_DIRECTIVES_
[1] Reproduce the part of the William English Walling passage from "In November, 1903, Walling" up to and including "and Sophonisba Breckinridge.".
[2] Write what follows the last sentence of the William English Walling passage, carrying his story forward from that point.

_PASSAGE TO READ_
★ ★ ★ ★ ★
William English Walling, the son of Willoughby Walling, was born in Louisville in 1877. The son of a rich Kentucky former slaveholding family and the grandson of William Hayden English, the Democratic candidate for vice president in 1880. Willoughby Walling, a physician, inherited a fortune in real estate, and his mother, Rosalind English Walling, was a member of the Daughters of the American Revolution.
Walling attended Trinity Hall, an Episcopal school for boys near Louisville. He was an outstanding student and his headmaster commented: "English acquits himself in his studies with the usual credit... the boy is a constant delight. My laborious and responsible avocation is in the large a thankless and discouraging one, but the burden is always the lighter for such boys as yours." Walling told his father that he had scored 500 in arithmetic and "500 is perfect and I am the only boy in school who got perfect in anything."
Walling's grandfather died while studying at the University of Chicago. He received a lump sum large enough for an income of ten thousand dollars a year. James Boylan, the author of Revolutionary Lives (1998), has argued: "He did particularly well in mathematics, with an A-plus in calculus. He encountered either heavier going or tougher grading in political science and economics. Or perhaps he was already formulating dissenting views that were less likely to earn high grades." He studied under the radical economist, Thorstein Veblen. During this period he became a socialist.
After graduating in 1897 he joined the Hull House Settlement in Chicago and committed himself to live on the equivalent of the wages of a laborer. He also did postgraduate work in sociology with John Dewey. Walling was also employed as a factory inspector before moving to New York City where he worked with Lillian Wald, the founder of the Henry Street Settlement. In 1902 he visited England where he met Mary MacArthur, head of the Women's Protective and Provident League.
In November, 1903, Walling attended the American Federation of Labour (AFL) annual convention in Boston. He met Mary Kenney O'Sullivan and told her about Britain's Women's Protective and Provident League. He invited her to Hull House where she met other women interested in trade unionism. This included Jane Addams, Mary McDowell, Alice Hamilton, Ida Rauh, Florence Kelley, Edith Abbott, Grace Abbott, Crystal Eastman and Sophonisba Breckinridge.
During this period he met Anna Strunsky, the former girlfriend of the young writer, Jack London. The couple had written the novel, The Kempton-Wace Letters (1903), together. Strunsky was also the founder of Friends of Russian Freedom in San Francisco. Walling was very attracted towards Strunsky but told a friend that her relationship with London meant that he was unable to marry her. "Anna has been living with a man for six or seven years. I couldn't love her."
★ ★ ★ ★ ★
_RAW DATA_
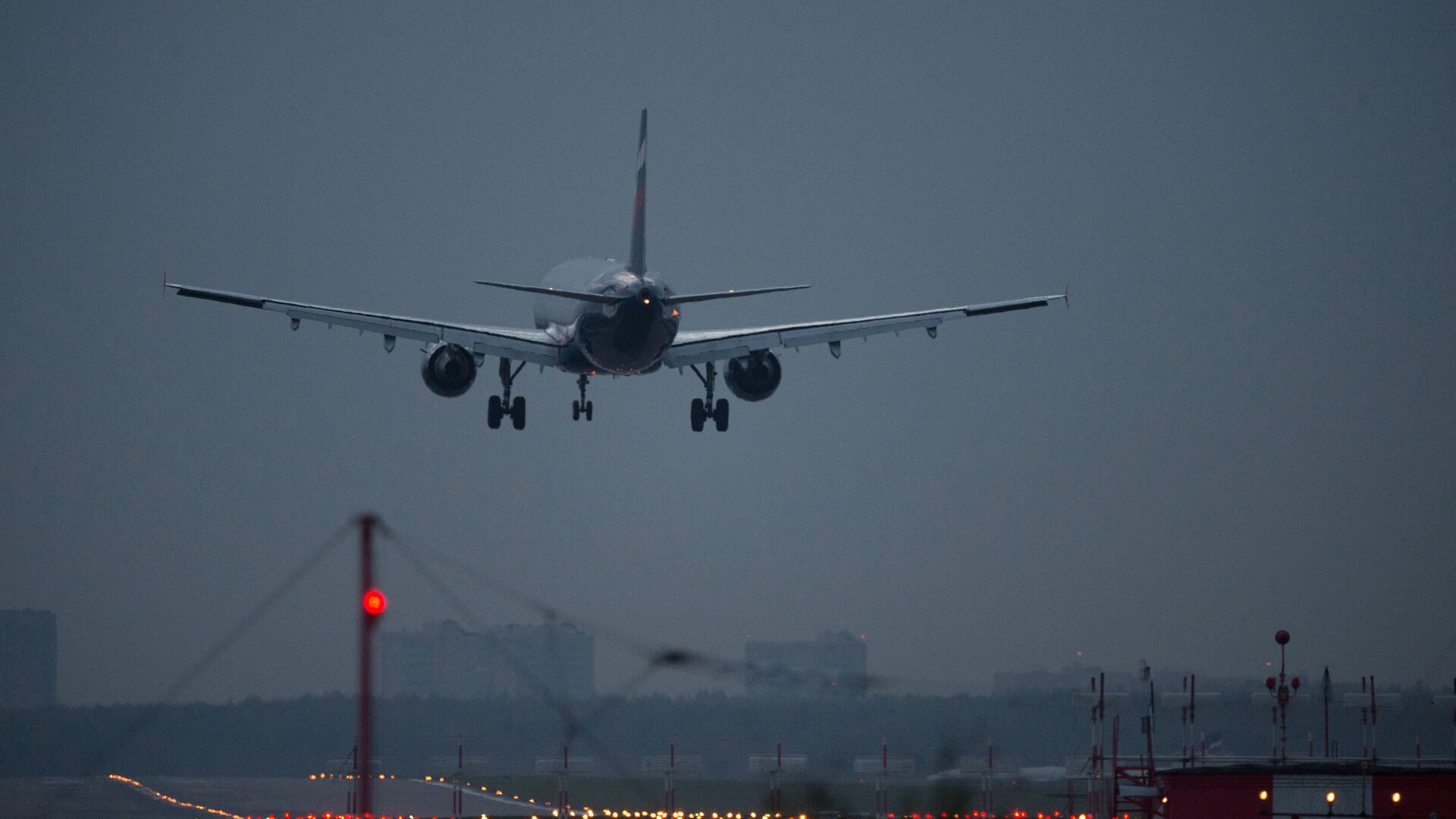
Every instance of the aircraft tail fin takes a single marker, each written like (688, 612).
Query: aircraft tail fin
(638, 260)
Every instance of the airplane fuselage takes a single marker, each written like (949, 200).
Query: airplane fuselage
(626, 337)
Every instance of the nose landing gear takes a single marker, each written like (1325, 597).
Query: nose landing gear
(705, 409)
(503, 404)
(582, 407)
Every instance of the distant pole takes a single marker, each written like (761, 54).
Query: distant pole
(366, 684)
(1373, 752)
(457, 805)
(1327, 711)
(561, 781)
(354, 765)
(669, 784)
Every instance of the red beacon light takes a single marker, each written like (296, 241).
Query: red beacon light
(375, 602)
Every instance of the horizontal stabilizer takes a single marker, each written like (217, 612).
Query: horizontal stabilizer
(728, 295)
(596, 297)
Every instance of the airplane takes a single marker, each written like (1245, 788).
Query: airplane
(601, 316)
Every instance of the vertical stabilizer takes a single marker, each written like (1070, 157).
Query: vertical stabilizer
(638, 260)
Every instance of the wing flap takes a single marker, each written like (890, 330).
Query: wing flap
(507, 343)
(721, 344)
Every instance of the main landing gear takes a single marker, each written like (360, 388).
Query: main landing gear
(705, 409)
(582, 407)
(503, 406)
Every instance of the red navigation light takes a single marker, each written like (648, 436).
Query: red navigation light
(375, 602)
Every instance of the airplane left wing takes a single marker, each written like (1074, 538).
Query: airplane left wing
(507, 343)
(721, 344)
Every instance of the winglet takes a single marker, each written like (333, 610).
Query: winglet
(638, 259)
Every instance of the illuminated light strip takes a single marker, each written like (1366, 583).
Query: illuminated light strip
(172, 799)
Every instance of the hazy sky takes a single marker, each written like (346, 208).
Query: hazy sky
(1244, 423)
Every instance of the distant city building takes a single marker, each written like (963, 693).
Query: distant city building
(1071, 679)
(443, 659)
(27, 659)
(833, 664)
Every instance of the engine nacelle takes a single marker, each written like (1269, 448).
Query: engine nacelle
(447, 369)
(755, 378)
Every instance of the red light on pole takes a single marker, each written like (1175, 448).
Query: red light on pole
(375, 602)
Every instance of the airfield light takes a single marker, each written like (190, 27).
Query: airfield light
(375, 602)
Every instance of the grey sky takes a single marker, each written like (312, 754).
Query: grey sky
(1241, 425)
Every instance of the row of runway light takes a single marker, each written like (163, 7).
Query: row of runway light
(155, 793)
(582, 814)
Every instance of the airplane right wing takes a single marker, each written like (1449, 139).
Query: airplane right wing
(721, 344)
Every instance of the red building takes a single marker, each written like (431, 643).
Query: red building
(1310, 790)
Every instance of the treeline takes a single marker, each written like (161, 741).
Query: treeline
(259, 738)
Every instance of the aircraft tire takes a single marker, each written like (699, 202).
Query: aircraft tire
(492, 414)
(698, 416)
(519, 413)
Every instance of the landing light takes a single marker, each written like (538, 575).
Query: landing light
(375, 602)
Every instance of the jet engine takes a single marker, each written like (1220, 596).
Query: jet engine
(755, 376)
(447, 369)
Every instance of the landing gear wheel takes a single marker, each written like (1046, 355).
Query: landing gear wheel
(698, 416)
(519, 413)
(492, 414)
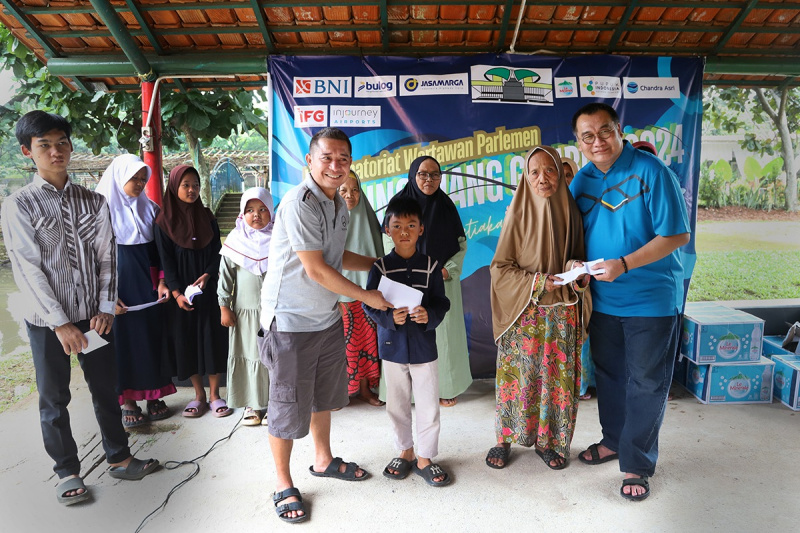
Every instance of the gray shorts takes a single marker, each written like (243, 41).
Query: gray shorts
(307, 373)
★ ★ ★ ★ ★
_TASK RESULTS_
[1]
In November, 1903, Walling attended the American Federation of Labour (AFL) annual convention in Boston. He met Mary Kenney O'Sullivan and told her about Britain's Women's Protective and Provident League. He invited her to Hull House where she met other women interested in trade unionism. This included Jane Addams, Mary McDowell, Alice Hamilton, Ida Rauh, Florence Kelley, Edith Abbott, Grace Abbott, Crystal Eastman and Sophonisba Breckinridge.

[2]
Walling visited Paris in 1905. While in the city he met sixteen-year-old, Anna Berthe Grunspan, a recent arrival from Russia. He asked her if she was an "Hebrew". When she said she was, he replied that he was "very fond of Hebrew ladies". According to his biographer, James Boylan: "She recently had left school to become a shop girl. She lived with her family in quarters so humble that, she recalled later, she tried to keep Walling from paying a call. He began to see her several times a week, then every night. They entered a sexual liaison that, in his account, began within a few days... Her persuaded her to quit her job, assuring her that he would give her money equivalent to her pay." Walling took her on holiday to Germany. In order to get a room in a hotel in Berlin he was forced to claim that Anna was his wife. She later claimed that she assumed that they now were engaged to be married.
After he returned to the United States he resumed his relationship with Anna Strunsky. After arriving in St. Petersburg to witness the impact of the 1905 Russian Revolution, he sent her a telegram inviting her and her sister Rose, to join him. "He (Walling) met us at the train, dressed in a big Russian coat and an astrakhan cap. I kissed him." Strunsky was excited by the revolutionary atmosphere of the city. "On the streets, they were selling pamphlets, the covers of which were decorated with the portraits of Karl Marx, Bakunin, Kropotkin. In the windows of book shops were displayed photographs of Sophi Perovski, who was executed for taking part in the assassination of Alexander II; of Vera Zassulich, the first to commit a deed of violence for political reasons in modern Russia; of Vera Figner, whose resurrection from the Fortress of Schlusselburg had just taken place... More astounding... were the cartoons which appeared several times a day were bought as quickly as they could be had - cartoons portraying the Czar swimming in a sea of blood, mice gnawing away the foundation of the throne... Was I dreaming? Free press, free speech, free assemblage in Russia."
On 26th January, 1906, Walling wrote to his parents about the woman he intended to marry: "She is considered by Mr. Brett the manager of Macmillans as nothing less than a genius in her work as a writer. She is the most known speaker on the Coast. She is loved, sometimes too much, by everybody that knows her - literary men, Settlement people, Socialists. All my friends know her. She is young (26) and very healthy and strong... Of course she is a Jewess and her name is Anna Strunsky (but I hope to improve that - at least in private life - but we haven't spoken much of such things).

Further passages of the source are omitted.